§ **Excerpted text**
——
International Studies: Global Disasters

Natural disasters traditionally have been reasoned to be an effect of environmental conditions like volcanoes, cyclones, earthquakes, droughts, etc. They have considered human contribution in the disasters as passive agents. However in the early 1980s there had been radical critique from social geographers on environmental lines, who argued that humans are also, largely, are responsible in the advent of disorders. They argue, “Sociologists…are concerned almost exclusively with the structures, functions and activities of formal organizations and the impact of disasters upon them and generally accord the environment a minor role.” (Bankoff, p. 50) According to them disaster is defined as something framed by human behavior at a specific moment.

Another definition of disaster, which has become widespread, is the view that disaster is an integral part of the environment and the human system. Here they emphasize on town, community, region, etc. and such other developments which make them vulnerable to the eminent natural disasters. Thus, the argument rests on the belief that disasters are embedded in the daily human conditions, which establishes a link between society, culture and environment.

So far, the definitions of disaster as provided by the geographers, anthropologists and other social scientists is that related to the environment. However, Anthony Oliver-Smith has associated with another belief of disaster where it is associated with a wide array of contemporary problems (Oliver-Smith). His contention is that disaster so far has been treated by different fields by concentrating on their own area as in case of organizational behavior (sociology), place (geography), and policy assessment (political science). Therefore, it would be wrong while theorizing disaster to consider only on particular aspect as it removes the multidimensionality out of the process.
——
§ **Written tasks**
[1] Decide whether each statement agrees with the global disasters text, answering yes or no and quoting the words from the text that settle it. (a) The critique from social geographers came in the early 1980s. (b) Sociologists generally accord the environment a major role. (c) Policy assessment is linked to political science.
[2] Rewrite the global disasters text from "International Studies: Global" to "a specific moment.", swapping "social geographers" for "human geographers".
[3] Write the next part of the global disasters text, picking up after its final sentence.
The data that follows plays no part in any of these tasks.

§ **Dataset**
——
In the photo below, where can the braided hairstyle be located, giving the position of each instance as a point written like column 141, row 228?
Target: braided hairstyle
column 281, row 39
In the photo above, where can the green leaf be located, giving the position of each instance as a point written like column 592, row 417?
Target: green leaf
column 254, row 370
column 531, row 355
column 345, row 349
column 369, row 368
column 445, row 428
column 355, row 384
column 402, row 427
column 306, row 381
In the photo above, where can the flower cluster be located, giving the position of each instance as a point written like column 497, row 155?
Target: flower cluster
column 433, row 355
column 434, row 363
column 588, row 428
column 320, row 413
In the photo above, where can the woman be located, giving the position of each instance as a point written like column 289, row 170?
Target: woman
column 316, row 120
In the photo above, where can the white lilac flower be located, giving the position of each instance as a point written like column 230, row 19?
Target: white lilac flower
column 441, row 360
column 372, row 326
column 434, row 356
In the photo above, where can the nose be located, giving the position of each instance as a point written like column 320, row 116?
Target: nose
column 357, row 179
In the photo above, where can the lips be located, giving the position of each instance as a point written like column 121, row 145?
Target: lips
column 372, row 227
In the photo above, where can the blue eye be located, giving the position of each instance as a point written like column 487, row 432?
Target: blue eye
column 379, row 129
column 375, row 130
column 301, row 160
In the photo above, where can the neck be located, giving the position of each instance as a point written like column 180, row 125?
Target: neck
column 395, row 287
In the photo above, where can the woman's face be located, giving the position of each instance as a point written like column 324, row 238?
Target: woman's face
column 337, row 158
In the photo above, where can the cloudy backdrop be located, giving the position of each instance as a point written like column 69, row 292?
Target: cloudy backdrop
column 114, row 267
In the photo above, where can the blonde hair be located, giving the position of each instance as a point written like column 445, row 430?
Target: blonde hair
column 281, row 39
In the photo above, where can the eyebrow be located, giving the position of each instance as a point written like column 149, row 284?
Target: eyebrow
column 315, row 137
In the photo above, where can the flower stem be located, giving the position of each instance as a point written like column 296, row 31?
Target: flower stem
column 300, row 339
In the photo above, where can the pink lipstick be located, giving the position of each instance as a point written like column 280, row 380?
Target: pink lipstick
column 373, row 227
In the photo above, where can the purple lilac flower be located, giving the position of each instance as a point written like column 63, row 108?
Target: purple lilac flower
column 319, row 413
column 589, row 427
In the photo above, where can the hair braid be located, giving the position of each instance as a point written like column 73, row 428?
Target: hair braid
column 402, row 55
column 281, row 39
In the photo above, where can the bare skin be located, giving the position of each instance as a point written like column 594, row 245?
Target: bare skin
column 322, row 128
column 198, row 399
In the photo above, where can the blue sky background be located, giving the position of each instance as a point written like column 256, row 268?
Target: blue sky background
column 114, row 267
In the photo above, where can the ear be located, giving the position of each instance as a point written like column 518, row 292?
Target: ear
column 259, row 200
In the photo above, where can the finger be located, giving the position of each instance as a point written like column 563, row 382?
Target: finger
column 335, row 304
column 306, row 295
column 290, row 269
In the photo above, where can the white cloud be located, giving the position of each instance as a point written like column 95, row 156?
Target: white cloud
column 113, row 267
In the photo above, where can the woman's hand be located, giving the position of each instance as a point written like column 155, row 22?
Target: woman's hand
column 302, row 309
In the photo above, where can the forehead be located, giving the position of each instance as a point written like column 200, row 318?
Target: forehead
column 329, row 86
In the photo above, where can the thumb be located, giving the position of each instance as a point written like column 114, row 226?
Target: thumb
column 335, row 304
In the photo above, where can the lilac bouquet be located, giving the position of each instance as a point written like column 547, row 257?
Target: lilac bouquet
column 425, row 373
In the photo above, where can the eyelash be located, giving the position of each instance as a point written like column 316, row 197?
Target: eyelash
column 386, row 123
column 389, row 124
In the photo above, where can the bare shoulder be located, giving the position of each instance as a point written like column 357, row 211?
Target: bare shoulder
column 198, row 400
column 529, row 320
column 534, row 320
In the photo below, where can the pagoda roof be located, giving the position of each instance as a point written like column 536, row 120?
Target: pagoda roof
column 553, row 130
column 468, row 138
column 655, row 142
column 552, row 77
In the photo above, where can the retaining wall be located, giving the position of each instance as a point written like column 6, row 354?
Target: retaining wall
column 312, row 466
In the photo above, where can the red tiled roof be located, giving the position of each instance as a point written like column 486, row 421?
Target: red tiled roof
——
§ **Solved problems**
[1]
(a) Yes: "in the early 1980s there had been radical critique from social geographers on environmental lines"
(b) No: "generally accord the environment a minor role"
(c) Yes: "policy assessment (political science)"

[2]
International Studies: Global Disasters

Natural disasters traditionally have been reasoned to be an effect of environmental conditions like volcanoes, cyclones, earthquakes, droughts, etc. They have considered human contribution in the disasters as passive agents. However in the early 1980s there had been radical critique from human geographers on environmental lines, who argued that humans are also, largely, are responsible in the advent of disorders. They argue, “Sociologists…are concerned almost exclusively with the structures, functions and activities of formal organizations and the impact of disasters upon them and generally accord the environment a minor role.” (Bankoff, p. 50) According to them disaster is defined as something framed by human behavior at a specific moment.

[3]
It is believed that disasters are caused due to the vulnerability in human society, which results in disasters. They are natural, physical, economic, social, political, technological, ideological, cultural, educational, ecological, and institutional vulnerability. These have been embedded in a value chain where the ideologies of political and economic systems affect the allocation and distribution of resources, and believe that these ideologies being the root cause of disasters. Thus, the vulnerability theorists believe that disasters are caused due to society and not of nature.

The Green Revolutionists have argued that the western world has relentlessly furthered the limits of the environment in order to gain economic profit. This according them has disturbed the natural balance of the ecology resulting in disasters. Therefore, it can be said that the main cause for disaster is not natural; often man made causes bring disaster.

“One of the first goals of authorities after any disaster is to deny its predictability.”

Authorities’ ideas are mainly rooted in the traditional view of disaster where they blindly give the reason for the disaster to natural causes unforeseen or unpredictable by them. It is similar to the guilty feeling of the survivors of a disaster where they are unable to associate with a world where his/her neighbor died and he survived. (Erikson, In the Wake of Flood)He blames it to the hand of God. Similar is the situation with the authorities.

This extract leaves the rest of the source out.